Yazılı görev 1:
Lütfen listede "ring" dizesini içeren bütün satırları bulun ve olduğu gibi kopyalayın.

Belge bölümü:
════════════════════

Yeryüzünde İslami yönetimlerin izale edilmesinden sonra halk ile yöneticiler arasında uçurumlar meydana geldi. Ümmet başka bir vadide, yöneticiler ise başka bir vadide seyrediyorlar. Halk, İslami hassasiyet ve bağlılıkları ile ön plana çıkarken İslam beldelerindeki yöneticiler ise İslam’a ait olan ne varsa hayattan silen Batı’ya ve ona ait olan fikre/nizama olan bağlılıkları ile ön plana çıkmaktadır. Peki, İslam beldelerindeki yöneticiler ve halk arasındaki bu farklılık neden kaynaklanmaktadır? Bu sorunun cevabını, Malcolm X'in “Tarla zencisi-Ev zencisi” kavramsallaştırması bağlamında ele alıp vakaya farklı bir perspektiften baktığımızda bulabileceğimize inanıyorum.

════════════════════

Kayıt kümesi:

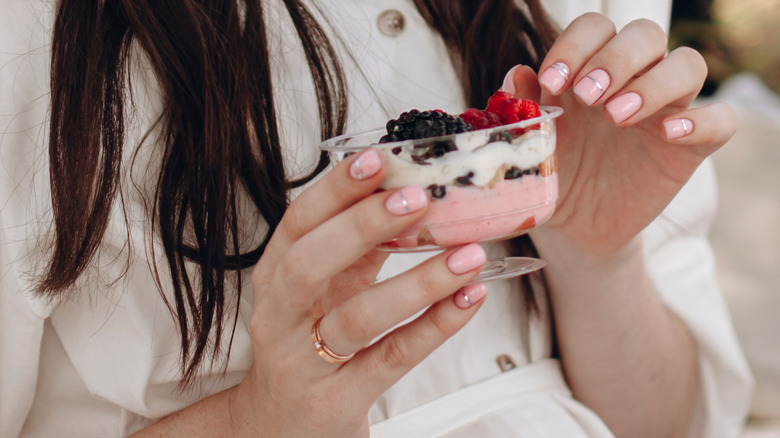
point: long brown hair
(219, 129)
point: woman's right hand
(322, 263)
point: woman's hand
(321, 263)
(627, 141)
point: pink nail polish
(466, 259)
(590, 88)
(366, 165)
(676, 128)
(555, 77)
(624, 106)
(407, 200)
(470, 295)
(509, 81)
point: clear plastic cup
(484, 185)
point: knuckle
(693, 59)
(649, 28)
(442, 324)
(590, 20)
(429, 283)
(355, 323)
(365, 225)
(396, 353)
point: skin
(624, 354)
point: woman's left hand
(627, 141)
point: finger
(305, 269)
(367, 315)
(379, 367)
(582, 38)
(707, 127)
(638, 46)
(521, 81)
(673, 82)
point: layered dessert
(490, 174)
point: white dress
(105, 362)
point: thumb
(521, 81)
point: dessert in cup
(490, 174)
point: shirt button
(391, 22)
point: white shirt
(105, 362)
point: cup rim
(336, 144)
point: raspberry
(510, 109)
(502, 109)
(480, 119)
(416, 124)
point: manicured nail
(406, 200)
(509, 81)
(366, 165)
(590, 88)
(555, 77)
(623, 107)
(470, 295)
(676, 128)
(467, 258)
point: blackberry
(416, 124)
(465, 180)
(513, 173)
(437, 191)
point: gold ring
(322, 350)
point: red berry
(480, 119)
(497, 99)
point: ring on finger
(322, 350)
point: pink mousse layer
(474, 214)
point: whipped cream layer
(475, 154)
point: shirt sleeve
(23, 109)
(21, 328)
(681, 264)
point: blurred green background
(740, 40)
(734, 36)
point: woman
(111, 361)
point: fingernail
(509, 81)
(677, 128)
(406, 200)
(590, 88)
(470, 295)
(467, 258)
(555, 77)
(623, 107)
(366, 165)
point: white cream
(475, 155)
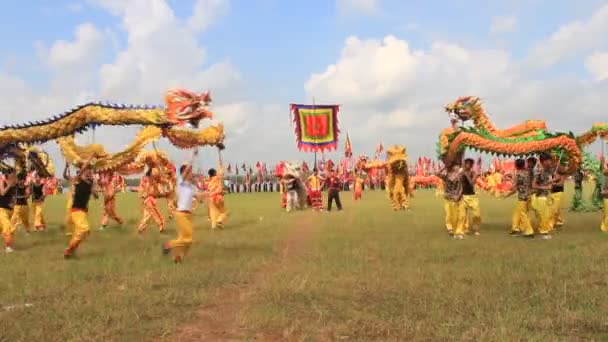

════════════════════

Yazılı görev 2:
Yukarıdaki belge bölümünü baştan sona, hiçbir değişiklik yapmadan yeniden yazın.

Tam çıktı 1:
point: gold ring
point: ring on finger

Tam çıktı 2:
Yeryüzünde İslami yönetimlerin izale edilmesinden sonra halk ile yöneticiler arasında uçurumlar meydana geldi. Ümmet başka bir vadide, yöneticiler ise başka bir vadide seyrediyorlar. Halk, İslami hassasiyet ve bağlılıkları ile ön plana çıkarken İslam beldelerindeki yöneticiler ise İslam’a ait olan ne varsa hayattan silen Batı’ya ve ona ait olan fikre/nizama olan bağlılıkları ile ön plana çıkmaktadır. Peki, İslam beldelerindeki yöneticiler ve halk arasındaki bu farklılık neden kaynaklanmaktadır? Bu sorunun cevabını, Malcolm X'in “Tarla zencisi-Ev zencisi” kavramsallaştırması bağlamında ele alıp vakaya farklı bir perspektiften baktığımızda bulabileceğimize inanıyorum.